19 Jun 26 | Treasures in Heaven
Jesus said where your treasure is your heart will follow. The question is where your anxiety goes when things get uncertain.
The Gospel: Matthew 6:19-23
¹⁹ "Do not store up for yourselves treasures on earth, where moth and decay destroy, and thieves break in and steal. ²⁰ But store up treasures in heaven, where neither moth nor decay destroys, nor thieves break in and steal. ²¹ For where your treasure is, there also will your heart be.²² "The lamp of the body is the eye. If your eye is sound, your whole body will be filled with light; ²³ but if your eye is bad, your whole body will be in darkness. And if the light in you is darkness, how great will the darkness be."
Today’s Focus
Jesus contrasts earthly treasure subject to moth, decay, and theft with heavenly treasure beyond corruption, then identifies the organizing principle: the heart follows the treasure, making investment the diagnostic indicator of the heart's true orientation, and warns that a divided eye produces darkness mistaken for light.
In the Margins
The contrast Jesus draws is not between wealth and poverty. It is between two different kinds of investment, and the distinction He makes is about permanence and the direction the heart follows. He reminds us to not store up for yourselves treasures on earth, where moth and decay destroy, and thieves break in and steal. It will all pass away some day.
The imagery of moth and decay was immediately recognizable in the first century world. Wealth in that context was not primarily liquid assets or account balances. It was stored in three forms: garments, grain, and precious metals. Fine clothing was one of the primary stores of value, passed down through generations and given as gifts. A moth could work through an entire inheritance overnight. Grain stored in barns could rot or be lost to vermin. Precious metals could be stolen. Every form of wealth the ancient world recognized was vulnerable to some version of moth, decay, or theft. Jesus is not making an abstract theological point. He is observing the material reality His listeners lived in.
Treasure in heaven, by contrast, is beyond the reach of every form of corruption or loss. It cannot be eaten, cannot rust, cannot be taken. The contrast is between what holds and what does not. Then comes the sentence that reframes the entire passage. Where your treasure is, there also will your heart be. This is the interpretive key.
Jesus is not primarily giving investment advice. He is making a diagnostic observation about how human beings work. The heart follows the treasure. What you have put your resources toward is where your attention, your anxiety, your energy, and your hope will go. You cannot simply redirect the heart by deciding to care about different things. The heart goes where the treasure has been placed. To redirect the heart you must redirect the investment.
The saying about the eye develops this further. The lamp of the body is the eye. If your eye is sound, your whole body will be filled with light. If your eye is bad, your whole body will be in darkness. The word translated as sound, haplous, also means single or undivided, focused on one thing. The word translated as bad, poneros, means evil but carries the sense of diseased or dysfunctional. An eye that is haplous sees clearly because it is directed at one thing. An eye that is divided between two competing focal points sees neither clearly.
The connection to treasure is direct. The person whose treasure is in heaven has a single focus, a single direction for the heart. The person whose treasure is divided between heaven and earth has an eye trying to focus on two things at once and ends up seeing neither clearly. And if the light in you is darkness, Jesus says, how great will the darkness be. The person who has mistaken the wrong treasure for the right one, who has invested the heart in what cannot hold, is not simply in darkness. They are in darkness while believing themselves to be in light, which is the deepest form of the condition.
The passage puts a diagnostic question to every reader. Not what do you say you value, but where does your anxiety go when things are uncertain? Where does your attention drift when it is unguarded? The heart goes where the treasure is, and the honest answers to those questions reveal where the treasure actually is. Where you seek (look with your eyes) your heart follows. If you are constantly set on worldy things, you will come to desire those things. If we set our eyes on Heaven, we can truly align our hearts and thoughts on what truly matters.
Reflection Question
When your mind is unguarded, where does it drift, is that where you place your treasure?

· · · · · · ·

Exercise -> According to "Treasures in Heaven," what three forms was wealth stored in during the first century? The rows that come next are not needed for any of the tasks.

Referring expression data:
· · · · · · ·

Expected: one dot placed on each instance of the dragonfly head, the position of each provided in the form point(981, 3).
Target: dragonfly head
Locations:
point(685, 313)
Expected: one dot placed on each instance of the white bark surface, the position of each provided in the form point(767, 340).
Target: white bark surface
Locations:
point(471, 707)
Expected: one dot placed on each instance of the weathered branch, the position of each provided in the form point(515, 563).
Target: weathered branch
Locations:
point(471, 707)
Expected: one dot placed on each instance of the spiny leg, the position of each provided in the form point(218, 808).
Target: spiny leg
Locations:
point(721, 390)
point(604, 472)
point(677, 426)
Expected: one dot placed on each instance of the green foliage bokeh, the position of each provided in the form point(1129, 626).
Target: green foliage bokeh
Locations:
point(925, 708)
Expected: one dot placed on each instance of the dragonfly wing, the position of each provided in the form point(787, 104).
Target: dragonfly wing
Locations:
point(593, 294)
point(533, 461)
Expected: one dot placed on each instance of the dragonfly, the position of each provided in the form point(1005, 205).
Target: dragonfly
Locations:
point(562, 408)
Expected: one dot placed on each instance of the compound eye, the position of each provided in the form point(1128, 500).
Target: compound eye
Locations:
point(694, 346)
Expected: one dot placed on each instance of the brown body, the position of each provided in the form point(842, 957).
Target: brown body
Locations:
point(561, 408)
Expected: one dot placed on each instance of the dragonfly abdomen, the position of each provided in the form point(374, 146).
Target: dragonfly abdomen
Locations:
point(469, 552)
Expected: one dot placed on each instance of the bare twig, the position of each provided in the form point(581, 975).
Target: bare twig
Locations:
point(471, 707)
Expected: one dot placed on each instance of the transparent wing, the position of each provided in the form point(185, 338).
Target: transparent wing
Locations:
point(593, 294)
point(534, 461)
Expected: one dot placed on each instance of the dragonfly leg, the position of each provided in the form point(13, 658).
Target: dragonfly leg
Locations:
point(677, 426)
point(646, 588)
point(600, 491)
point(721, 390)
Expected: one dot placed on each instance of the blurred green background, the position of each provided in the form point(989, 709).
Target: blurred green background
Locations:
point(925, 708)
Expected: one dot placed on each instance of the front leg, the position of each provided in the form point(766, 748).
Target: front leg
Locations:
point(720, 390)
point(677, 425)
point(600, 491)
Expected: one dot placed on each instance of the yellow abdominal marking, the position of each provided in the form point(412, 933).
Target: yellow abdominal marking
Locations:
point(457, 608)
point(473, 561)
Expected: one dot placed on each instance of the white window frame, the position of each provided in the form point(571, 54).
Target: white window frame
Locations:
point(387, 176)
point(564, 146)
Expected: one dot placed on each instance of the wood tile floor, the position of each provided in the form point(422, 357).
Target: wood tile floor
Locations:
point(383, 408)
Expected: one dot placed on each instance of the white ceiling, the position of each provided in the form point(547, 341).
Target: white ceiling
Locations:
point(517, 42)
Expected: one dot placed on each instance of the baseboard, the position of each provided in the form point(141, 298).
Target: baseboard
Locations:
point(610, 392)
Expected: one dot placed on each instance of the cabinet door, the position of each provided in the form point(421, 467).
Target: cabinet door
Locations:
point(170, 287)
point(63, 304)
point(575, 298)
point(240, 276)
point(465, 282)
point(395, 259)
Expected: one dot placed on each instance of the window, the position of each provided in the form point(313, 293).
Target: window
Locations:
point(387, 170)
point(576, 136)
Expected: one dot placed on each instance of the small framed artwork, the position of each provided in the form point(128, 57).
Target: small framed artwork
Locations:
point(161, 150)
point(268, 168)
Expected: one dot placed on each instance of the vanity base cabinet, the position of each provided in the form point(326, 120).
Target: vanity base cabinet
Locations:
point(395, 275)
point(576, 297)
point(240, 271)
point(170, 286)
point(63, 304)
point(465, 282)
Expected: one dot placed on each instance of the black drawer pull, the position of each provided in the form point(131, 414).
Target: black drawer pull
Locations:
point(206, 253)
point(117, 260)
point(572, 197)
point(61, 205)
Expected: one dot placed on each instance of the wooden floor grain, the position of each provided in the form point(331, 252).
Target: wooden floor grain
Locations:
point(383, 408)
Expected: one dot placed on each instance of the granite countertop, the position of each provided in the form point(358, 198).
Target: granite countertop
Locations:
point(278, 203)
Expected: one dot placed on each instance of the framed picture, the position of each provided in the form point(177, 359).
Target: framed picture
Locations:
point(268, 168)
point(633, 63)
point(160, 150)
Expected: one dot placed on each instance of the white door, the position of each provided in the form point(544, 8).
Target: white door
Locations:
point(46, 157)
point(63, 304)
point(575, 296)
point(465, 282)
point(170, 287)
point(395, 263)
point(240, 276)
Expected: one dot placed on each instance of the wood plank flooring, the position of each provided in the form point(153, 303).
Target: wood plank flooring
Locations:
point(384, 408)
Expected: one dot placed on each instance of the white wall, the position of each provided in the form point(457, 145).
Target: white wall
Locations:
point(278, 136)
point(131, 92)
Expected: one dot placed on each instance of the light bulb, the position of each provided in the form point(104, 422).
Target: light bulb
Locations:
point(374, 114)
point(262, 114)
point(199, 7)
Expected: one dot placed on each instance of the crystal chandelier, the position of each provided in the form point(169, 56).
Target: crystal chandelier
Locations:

· · · · · · ·

Task result -> Garments, grain, and precious metals.